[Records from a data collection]

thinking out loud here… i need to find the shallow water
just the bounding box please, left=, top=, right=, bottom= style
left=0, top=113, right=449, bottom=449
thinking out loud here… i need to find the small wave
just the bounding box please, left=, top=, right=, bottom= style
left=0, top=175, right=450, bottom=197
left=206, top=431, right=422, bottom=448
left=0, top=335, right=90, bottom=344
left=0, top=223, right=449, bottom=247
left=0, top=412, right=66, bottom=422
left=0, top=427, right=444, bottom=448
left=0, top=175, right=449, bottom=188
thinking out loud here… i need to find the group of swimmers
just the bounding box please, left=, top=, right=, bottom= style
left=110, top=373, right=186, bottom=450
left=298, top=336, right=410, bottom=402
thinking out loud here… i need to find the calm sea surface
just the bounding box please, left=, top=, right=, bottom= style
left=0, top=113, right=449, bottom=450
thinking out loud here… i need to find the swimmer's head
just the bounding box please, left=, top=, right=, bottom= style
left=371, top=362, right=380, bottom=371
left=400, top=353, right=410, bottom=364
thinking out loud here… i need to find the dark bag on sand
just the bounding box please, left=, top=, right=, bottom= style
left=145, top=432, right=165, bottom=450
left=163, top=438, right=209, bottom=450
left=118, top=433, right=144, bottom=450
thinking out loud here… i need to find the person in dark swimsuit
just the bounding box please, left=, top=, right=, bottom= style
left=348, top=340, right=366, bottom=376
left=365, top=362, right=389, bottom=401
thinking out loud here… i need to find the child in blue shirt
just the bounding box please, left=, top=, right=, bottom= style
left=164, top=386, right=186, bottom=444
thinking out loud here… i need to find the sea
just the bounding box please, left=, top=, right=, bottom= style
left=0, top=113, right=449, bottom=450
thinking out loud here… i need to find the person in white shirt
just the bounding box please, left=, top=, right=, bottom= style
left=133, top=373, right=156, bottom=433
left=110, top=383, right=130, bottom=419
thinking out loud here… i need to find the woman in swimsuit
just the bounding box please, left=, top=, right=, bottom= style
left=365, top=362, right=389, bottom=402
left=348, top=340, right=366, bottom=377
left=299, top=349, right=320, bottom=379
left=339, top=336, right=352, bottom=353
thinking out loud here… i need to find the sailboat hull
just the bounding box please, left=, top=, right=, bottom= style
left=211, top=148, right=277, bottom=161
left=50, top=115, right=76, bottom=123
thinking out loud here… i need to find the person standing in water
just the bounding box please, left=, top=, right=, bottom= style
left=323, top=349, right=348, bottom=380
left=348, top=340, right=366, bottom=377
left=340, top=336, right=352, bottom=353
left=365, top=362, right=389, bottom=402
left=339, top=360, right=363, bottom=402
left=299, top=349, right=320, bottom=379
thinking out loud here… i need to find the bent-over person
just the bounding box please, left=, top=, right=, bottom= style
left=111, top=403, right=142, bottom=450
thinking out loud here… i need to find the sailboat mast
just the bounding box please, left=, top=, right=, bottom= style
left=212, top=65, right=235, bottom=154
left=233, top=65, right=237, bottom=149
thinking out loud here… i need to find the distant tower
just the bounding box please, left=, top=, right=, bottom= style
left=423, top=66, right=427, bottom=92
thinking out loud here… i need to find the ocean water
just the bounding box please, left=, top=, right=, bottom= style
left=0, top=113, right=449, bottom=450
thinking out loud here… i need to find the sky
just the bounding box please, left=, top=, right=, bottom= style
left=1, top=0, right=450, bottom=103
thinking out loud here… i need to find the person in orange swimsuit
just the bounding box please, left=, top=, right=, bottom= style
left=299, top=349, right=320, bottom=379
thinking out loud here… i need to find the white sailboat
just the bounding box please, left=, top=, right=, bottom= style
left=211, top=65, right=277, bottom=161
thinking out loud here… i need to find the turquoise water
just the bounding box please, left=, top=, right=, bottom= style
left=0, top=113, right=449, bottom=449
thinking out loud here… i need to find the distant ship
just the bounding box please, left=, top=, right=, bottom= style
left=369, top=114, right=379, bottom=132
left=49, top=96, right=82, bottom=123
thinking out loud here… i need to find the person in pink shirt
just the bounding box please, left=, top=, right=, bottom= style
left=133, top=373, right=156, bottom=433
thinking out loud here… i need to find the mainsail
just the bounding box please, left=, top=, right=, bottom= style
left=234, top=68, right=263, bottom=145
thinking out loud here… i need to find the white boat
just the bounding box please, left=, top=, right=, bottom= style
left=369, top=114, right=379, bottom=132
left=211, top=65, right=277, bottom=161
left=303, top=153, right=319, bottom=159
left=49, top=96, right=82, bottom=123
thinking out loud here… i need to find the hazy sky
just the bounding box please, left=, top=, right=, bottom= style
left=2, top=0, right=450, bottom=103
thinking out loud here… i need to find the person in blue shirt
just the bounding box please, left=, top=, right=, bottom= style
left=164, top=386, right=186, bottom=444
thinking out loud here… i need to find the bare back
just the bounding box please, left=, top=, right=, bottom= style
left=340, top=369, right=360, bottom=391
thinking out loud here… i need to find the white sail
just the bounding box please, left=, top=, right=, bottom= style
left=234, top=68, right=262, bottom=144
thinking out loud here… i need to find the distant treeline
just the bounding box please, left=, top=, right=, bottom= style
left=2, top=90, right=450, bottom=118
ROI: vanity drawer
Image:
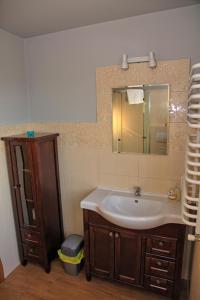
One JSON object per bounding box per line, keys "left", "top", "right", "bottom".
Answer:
{"left": 21, "top": 229, "right": 41, "bottom": 245}
{"left": 144, "top": 275, "right": 173, "bottom": 297}
{"left": 146, "top": 237, "right": 177, "bottom": 258}
{"left": 145, "top": 256, "right": 175, "bottom": 280}
{"left": 23, "top": 244, "right": 43, "bottom": 261}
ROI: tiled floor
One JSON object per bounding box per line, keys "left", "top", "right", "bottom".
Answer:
{"left": 0, "top": 260, "right": 170, "bottom": 300}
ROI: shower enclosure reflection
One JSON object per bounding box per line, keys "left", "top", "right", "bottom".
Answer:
{"left": 112, "top": 84, "right": 169, "bottom": 155}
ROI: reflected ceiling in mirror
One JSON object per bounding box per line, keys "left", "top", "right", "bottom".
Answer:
{"left": 112, "top": 84, "right": 169, "bottom": 155}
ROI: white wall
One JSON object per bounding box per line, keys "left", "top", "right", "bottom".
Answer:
{"left": 0, "top": 29, "right": 29, "bottom": 124}
{"left": 0, "top": 144, "right": 20, "bottom": 277}
{"left": 0, "top": 29, "right": 28, "bottom": 276}
{"left": 25, "top": 4, "right": 200, "bottom": 123}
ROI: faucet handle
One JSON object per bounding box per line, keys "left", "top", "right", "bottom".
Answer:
{"left": 134, "top": 186, "right": 141, "bottom": 192}
{"left": 134, "top": 186, "right": 141, "bottom": 196}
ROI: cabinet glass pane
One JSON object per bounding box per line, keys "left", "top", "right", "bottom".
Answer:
{"left": 15, "top": 145, "right": 36, "bottom": 226}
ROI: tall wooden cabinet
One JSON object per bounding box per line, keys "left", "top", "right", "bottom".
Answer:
{"left": 2, "top": 133, "right": 64, "bottom": 272}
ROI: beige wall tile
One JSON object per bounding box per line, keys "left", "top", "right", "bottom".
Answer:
{"left": 99, "top": 148, "right": 139, "bottom": 177}
{"left": 169, "top": 91, "right": 187, "bottom": 123}
{"left": 61, "top": 167, "right": 99, "bottom": 236}
{"left": 116, "top": 154, "right": 139, "bottom": 177}
{"left": 169, "top": 122, "right": 187, "bottom": 152}
{"left": 99, "top": 147, "right": 118, "bottom": 174}
{"left": 59, "top": 145, "right": 99, "bottom": 173}
{"left": 99, "top": 173, "right": 139, "bottom": 190}
{"left": 138, "top": 152, "right": 185, "bottom": 180}
{"left": 138, "top": 177, "right": 180, "bottom": 194}
{"left": 96, "top": 59, "right": 189, "bottom": 92}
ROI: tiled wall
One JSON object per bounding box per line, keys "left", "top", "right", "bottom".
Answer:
{"left": 96, "top": 59, "right": 189, "bottom": 194}
{"left": 0, "top": 59, "right": 189, "bottom": 238}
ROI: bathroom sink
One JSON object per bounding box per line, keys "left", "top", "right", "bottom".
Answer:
{"left": 80, "top": 188, "right": 182, "bottom": 230}
{"left": 99, "top": 195, "right": 163, "bottom": 229}
{"left": 100, "top": 195, "right": 161, "bottom": 217}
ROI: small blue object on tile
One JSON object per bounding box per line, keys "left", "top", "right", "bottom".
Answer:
{"left": 26, "top": 130, "right": 35, "bottom": 138}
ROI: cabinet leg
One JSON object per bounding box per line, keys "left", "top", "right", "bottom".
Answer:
{"left": 85, "top": 266, "right": 92, "bottom": 281}
{"left": 44, "top": 263, "right": 51, "bottom": 273}
{"left": 86, "top": 272, "right": 92, "bottom": 281}
{"left": 21, "top": 259, "right": 27, "bottom": 266}
{"left": 85, "top": 261, "right": 91, "bottom": 281}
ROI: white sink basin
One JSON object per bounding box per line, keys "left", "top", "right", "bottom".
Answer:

**Task item**
Across the entries above, how many lines carry the word "small"? Write only the number.

**Task result**
2